Problem to solve: Update the material below so that "platform canopy roof" becomes "station shelter roof", with every other word left as it is. Don't include the pictures in your reply.
-- Begin --
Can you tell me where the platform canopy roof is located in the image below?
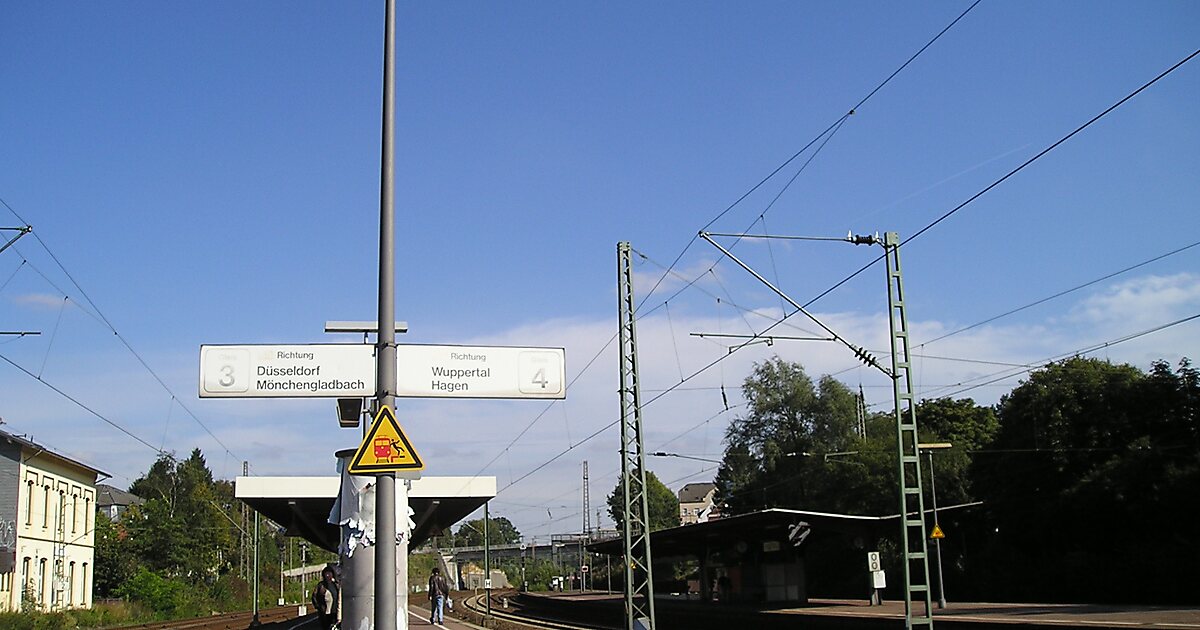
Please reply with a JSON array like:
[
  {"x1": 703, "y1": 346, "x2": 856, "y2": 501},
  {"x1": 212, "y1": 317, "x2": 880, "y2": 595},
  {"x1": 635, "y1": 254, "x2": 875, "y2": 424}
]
-- End --
Exercise solution:
Can you tell me where the station shelter roof is located in the image below?
Please reply with a JSON array like:
[
  {"x1": 703, "y1": 346, "x2": 856, "y2": 501},
  {"x1": 212, "y1": 317, "x2": 880, "y2": 595},
  {"x1": 635, "y1": 254, "x2": 875, "y2": 424}
]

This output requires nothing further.